Top of EXERCISE DATA

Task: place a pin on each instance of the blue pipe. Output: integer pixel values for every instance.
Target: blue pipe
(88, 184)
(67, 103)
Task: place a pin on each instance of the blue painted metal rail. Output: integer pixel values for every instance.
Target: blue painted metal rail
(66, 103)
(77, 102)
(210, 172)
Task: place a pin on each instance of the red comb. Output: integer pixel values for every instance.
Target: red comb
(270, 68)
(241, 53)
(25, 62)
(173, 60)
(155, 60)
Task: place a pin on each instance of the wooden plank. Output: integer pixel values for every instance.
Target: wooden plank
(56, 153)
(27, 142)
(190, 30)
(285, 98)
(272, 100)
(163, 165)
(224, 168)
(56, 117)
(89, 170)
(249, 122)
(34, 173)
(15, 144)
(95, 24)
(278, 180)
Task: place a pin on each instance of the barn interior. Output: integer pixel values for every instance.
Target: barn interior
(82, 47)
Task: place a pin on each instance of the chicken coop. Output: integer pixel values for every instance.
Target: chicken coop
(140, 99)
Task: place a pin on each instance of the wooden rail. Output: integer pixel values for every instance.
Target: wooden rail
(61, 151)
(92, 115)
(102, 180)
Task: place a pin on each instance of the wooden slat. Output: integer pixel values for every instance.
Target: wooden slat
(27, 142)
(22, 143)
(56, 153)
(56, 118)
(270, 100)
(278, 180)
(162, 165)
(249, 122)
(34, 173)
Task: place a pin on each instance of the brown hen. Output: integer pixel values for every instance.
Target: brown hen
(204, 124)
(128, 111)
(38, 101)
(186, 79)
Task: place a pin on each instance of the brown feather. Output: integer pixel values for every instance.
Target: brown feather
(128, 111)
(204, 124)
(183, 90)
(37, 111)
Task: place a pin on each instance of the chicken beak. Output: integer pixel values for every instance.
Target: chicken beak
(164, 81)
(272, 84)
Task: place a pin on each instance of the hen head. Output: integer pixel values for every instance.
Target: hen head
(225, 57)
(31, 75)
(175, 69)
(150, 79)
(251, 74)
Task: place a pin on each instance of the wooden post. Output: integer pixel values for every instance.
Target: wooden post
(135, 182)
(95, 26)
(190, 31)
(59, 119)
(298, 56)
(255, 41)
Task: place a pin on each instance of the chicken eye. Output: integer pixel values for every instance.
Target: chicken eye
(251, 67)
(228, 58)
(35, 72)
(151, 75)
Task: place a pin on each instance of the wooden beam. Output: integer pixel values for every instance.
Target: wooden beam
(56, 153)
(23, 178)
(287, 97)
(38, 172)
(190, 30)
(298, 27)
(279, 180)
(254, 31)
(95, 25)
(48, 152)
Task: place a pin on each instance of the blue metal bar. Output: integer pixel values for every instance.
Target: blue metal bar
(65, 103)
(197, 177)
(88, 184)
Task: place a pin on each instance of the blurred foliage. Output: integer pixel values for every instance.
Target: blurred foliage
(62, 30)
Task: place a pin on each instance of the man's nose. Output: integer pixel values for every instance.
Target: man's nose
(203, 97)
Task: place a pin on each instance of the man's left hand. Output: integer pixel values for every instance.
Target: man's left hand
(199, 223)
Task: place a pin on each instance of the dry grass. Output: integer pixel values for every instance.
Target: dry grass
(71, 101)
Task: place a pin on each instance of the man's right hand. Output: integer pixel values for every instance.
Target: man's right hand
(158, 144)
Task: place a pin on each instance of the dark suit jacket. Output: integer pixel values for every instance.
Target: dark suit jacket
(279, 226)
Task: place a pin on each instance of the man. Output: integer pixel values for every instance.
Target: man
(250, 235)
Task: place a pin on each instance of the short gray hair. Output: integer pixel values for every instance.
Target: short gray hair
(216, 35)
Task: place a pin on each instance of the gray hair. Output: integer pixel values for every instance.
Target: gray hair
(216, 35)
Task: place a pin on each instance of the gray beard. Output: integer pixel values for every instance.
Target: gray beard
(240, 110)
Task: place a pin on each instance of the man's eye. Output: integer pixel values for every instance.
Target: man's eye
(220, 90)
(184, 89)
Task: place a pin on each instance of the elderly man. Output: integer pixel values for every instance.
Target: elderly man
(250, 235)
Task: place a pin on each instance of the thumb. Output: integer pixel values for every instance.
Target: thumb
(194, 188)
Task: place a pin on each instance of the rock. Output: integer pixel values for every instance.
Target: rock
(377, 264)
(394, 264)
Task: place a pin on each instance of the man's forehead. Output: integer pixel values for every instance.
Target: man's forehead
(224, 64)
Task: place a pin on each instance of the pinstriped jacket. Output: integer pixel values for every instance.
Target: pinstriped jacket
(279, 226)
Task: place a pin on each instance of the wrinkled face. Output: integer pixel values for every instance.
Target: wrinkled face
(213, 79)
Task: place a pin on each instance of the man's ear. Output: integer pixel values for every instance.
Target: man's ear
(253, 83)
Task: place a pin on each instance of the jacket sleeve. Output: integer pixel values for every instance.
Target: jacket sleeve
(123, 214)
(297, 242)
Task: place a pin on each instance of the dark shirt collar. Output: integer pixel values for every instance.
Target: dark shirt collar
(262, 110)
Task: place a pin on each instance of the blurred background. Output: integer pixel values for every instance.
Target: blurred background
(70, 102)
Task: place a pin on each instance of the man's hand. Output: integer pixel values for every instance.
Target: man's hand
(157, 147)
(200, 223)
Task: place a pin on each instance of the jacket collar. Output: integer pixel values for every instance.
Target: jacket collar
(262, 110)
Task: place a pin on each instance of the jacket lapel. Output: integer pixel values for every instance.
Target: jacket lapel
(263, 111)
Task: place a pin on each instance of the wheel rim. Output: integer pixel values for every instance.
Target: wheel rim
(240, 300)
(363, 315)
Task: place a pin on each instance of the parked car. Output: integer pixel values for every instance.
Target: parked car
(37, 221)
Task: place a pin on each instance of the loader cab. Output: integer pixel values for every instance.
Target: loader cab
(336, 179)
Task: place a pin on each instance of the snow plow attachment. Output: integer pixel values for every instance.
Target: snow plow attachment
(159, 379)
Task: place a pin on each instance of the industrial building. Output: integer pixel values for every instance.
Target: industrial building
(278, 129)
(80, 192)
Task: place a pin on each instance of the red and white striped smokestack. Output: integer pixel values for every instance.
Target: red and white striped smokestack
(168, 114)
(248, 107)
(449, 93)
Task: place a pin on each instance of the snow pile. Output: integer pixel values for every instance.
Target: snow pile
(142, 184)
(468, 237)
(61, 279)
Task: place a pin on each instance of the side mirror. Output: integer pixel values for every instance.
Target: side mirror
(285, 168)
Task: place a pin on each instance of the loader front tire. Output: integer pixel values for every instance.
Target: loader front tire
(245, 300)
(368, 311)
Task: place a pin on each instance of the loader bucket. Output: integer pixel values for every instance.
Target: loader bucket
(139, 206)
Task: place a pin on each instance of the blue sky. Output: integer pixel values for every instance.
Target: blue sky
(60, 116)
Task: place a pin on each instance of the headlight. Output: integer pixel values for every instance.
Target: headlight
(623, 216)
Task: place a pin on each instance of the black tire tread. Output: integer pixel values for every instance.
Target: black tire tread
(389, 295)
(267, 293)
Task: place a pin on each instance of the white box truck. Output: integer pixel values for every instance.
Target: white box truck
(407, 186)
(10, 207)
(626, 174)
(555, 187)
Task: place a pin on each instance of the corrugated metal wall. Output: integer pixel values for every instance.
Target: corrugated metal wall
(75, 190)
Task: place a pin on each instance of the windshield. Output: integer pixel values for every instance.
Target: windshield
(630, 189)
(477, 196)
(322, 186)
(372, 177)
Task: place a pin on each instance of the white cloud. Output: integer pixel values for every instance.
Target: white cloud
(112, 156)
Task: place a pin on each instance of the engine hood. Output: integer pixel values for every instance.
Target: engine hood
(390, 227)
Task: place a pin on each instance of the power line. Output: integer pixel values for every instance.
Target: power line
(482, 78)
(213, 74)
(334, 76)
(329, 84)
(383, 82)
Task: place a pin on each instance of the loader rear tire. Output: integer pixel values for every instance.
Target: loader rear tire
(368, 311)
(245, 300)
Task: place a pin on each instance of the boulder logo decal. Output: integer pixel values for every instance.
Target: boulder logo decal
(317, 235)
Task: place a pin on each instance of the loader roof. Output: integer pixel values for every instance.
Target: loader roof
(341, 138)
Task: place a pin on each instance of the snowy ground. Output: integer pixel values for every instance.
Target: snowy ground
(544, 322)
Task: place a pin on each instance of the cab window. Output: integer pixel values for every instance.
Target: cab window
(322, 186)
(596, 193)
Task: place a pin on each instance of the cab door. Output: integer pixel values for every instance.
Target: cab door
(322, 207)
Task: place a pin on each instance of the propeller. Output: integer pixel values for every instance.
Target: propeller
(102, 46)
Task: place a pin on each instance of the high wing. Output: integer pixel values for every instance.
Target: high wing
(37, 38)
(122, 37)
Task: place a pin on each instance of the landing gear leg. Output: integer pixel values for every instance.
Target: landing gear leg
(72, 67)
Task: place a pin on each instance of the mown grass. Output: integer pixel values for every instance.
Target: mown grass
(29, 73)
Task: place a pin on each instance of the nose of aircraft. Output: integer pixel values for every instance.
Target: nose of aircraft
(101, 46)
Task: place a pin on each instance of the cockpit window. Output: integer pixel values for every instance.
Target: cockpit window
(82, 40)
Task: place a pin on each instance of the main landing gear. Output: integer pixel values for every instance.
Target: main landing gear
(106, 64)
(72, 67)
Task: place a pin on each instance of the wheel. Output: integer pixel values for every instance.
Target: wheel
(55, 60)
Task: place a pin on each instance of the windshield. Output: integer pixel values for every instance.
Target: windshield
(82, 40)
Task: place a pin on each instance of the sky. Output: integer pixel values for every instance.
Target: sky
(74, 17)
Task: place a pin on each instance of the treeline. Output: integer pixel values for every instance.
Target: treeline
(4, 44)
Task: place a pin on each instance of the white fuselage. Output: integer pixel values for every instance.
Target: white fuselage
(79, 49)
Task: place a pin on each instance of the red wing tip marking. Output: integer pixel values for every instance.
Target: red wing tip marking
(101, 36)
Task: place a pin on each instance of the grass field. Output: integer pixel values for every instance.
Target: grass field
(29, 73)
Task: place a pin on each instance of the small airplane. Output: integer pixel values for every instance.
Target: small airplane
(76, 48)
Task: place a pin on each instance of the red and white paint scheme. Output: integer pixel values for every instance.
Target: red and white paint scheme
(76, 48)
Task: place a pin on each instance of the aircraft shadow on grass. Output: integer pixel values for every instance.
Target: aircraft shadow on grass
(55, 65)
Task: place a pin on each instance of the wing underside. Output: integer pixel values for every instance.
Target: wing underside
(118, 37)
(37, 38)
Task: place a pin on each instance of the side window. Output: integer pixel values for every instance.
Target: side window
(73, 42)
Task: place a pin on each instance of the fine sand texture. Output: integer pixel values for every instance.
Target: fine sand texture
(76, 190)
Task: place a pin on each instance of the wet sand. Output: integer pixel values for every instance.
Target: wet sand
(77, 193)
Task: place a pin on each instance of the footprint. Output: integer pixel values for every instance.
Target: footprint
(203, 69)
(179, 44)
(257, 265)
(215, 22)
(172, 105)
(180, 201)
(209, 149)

Bottom of EXERCISE DATA

Would you please reproduce the records above exactly, only from their first line through the line holding "Task: place a pin on each instance of the blue painted", with both ends included?

(RESPONSE FOR THIS EXERCISE):
Task: place a pin on each instance of the blue pipe. Output: integer pixel values for every instance.
Target: blue pipe
(88, 184)
(67, 103)
Task: place a pin on each instance of the blue painted metal rail. Output: integer pixel values for every instance.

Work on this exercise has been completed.